# Instructions for the task
From the material below, keep only the lines that contain the string "dark", matching case exactly, and copy each of them.

# Material for this exercise
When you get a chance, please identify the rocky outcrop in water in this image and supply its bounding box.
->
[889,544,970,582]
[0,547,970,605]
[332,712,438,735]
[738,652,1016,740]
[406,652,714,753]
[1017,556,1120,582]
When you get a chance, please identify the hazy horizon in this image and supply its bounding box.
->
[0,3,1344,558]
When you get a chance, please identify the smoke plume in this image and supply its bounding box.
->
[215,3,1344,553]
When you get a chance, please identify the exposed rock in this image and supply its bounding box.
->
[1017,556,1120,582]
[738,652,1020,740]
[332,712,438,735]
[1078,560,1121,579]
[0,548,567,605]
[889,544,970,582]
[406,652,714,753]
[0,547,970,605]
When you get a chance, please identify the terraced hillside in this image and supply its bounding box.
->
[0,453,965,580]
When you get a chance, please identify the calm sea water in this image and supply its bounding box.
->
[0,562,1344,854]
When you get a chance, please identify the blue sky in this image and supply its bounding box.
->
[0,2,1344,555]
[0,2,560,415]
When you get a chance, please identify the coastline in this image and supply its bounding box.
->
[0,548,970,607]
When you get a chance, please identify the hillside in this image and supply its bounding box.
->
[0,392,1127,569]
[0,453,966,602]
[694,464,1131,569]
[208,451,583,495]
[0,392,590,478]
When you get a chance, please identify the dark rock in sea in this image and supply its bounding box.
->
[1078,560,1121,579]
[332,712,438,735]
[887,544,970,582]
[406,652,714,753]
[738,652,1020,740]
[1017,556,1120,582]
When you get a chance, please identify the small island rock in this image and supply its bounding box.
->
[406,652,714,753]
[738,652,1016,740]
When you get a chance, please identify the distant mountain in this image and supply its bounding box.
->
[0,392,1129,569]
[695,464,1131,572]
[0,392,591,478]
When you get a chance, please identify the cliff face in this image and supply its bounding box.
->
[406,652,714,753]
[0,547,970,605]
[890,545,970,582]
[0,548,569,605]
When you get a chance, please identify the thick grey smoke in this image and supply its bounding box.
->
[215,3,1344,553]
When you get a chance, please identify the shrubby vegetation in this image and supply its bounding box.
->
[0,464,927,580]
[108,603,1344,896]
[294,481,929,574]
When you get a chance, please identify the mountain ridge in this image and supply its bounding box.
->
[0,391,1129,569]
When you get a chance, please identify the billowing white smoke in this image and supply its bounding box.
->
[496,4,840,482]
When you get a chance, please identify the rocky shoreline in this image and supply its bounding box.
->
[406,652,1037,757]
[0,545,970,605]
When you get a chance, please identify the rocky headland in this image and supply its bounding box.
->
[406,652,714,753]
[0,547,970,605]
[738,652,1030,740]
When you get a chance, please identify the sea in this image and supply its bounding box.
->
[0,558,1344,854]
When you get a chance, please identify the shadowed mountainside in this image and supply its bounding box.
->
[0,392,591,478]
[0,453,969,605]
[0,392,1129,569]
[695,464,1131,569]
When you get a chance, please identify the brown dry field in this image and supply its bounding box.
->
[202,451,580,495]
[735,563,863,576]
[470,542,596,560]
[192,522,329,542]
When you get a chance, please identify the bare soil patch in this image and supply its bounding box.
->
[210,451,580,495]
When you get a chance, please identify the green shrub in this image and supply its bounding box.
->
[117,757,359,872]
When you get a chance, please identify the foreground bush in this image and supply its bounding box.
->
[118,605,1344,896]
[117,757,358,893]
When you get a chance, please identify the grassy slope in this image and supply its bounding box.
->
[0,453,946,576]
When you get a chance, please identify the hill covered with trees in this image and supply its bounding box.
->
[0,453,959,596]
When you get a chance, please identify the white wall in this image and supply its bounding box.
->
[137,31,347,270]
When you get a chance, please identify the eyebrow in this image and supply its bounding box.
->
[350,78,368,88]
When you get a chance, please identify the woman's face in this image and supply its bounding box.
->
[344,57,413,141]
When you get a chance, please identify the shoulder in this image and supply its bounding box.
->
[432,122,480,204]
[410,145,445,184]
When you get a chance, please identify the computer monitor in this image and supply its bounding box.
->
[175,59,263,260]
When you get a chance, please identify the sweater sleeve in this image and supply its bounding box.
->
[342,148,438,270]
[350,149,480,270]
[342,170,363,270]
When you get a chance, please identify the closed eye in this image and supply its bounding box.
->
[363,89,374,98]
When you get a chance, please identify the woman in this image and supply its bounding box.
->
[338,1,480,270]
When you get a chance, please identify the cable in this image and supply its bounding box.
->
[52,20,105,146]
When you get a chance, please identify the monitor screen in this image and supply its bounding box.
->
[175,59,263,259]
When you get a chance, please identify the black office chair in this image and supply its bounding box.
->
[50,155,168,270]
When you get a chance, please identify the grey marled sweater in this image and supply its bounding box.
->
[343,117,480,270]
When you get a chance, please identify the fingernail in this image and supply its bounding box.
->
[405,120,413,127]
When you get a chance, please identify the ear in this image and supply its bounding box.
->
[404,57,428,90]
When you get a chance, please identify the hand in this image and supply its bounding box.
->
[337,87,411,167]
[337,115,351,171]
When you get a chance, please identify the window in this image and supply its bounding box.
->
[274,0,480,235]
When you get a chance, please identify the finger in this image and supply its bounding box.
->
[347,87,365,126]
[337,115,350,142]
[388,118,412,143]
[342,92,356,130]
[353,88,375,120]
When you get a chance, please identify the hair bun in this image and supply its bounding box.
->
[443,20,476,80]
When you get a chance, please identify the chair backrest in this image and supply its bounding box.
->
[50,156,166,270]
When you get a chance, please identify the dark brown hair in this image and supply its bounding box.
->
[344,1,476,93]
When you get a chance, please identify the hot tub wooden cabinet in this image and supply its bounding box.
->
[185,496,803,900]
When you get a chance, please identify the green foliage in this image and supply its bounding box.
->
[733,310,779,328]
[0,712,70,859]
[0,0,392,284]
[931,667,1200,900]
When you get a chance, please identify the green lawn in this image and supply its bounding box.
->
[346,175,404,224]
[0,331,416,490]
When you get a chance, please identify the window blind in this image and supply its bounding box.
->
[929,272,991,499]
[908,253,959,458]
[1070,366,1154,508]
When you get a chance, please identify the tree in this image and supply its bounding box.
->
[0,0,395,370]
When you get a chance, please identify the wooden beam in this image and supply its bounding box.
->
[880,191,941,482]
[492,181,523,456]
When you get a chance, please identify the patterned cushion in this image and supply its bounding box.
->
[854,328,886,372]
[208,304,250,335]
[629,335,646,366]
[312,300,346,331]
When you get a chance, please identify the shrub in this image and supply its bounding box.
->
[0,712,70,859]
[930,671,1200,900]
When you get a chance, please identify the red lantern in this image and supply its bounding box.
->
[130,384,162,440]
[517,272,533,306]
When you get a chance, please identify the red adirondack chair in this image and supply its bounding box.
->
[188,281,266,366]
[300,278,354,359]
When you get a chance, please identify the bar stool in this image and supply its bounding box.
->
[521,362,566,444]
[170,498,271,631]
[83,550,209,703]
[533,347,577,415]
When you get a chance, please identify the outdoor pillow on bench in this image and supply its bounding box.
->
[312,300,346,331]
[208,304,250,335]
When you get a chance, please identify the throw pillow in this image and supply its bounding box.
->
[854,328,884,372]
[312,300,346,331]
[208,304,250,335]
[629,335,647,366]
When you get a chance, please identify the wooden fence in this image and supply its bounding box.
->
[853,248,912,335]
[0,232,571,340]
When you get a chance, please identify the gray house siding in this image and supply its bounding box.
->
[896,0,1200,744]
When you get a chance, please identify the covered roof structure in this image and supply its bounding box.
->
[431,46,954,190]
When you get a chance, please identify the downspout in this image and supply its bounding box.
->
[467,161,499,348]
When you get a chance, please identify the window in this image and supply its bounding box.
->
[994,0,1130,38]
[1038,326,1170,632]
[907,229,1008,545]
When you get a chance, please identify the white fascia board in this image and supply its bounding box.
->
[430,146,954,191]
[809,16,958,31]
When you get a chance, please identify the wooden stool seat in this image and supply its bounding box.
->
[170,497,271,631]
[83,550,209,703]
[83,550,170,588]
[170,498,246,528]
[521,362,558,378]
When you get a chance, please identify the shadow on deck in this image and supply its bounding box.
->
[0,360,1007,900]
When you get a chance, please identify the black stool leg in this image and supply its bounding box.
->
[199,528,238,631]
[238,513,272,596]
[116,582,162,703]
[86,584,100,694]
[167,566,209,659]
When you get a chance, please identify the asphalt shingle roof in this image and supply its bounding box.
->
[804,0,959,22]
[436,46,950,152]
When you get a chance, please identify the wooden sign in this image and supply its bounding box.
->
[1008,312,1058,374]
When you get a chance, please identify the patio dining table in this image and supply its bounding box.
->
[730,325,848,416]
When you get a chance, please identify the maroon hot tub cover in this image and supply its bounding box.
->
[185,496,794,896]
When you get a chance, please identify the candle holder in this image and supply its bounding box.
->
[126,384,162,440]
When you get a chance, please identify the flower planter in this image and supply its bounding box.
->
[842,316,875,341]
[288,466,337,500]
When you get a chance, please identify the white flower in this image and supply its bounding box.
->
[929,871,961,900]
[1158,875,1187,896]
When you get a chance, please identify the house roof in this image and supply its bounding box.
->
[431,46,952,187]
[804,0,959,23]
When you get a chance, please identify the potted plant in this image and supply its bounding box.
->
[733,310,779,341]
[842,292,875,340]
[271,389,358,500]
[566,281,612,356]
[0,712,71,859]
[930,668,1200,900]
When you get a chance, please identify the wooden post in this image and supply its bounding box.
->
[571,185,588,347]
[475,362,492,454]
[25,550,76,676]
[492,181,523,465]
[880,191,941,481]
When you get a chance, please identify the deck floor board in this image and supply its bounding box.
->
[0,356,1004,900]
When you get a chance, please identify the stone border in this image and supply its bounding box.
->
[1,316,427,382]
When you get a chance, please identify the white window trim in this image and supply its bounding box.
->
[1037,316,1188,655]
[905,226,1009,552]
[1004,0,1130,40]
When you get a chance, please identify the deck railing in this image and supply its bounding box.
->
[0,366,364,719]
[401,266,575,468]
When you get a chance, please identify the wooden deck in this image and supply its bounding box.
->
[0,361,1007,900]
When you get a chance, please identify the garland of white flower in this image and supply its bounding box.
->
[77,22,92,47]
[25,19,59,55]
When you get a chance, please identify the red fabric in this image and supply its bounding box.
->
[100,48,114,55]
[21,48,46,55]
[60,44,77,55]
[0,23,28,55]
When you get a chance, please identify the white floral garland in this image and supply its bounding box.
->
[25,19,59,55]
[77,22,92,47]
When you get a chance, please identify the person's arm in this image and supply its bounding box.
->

# Correct response
When you get a chance, please identify the dark rock in sea in this image and supply its bounding box.
When you get a chance, please identify the dark brown hair in this image and supply its bounding box.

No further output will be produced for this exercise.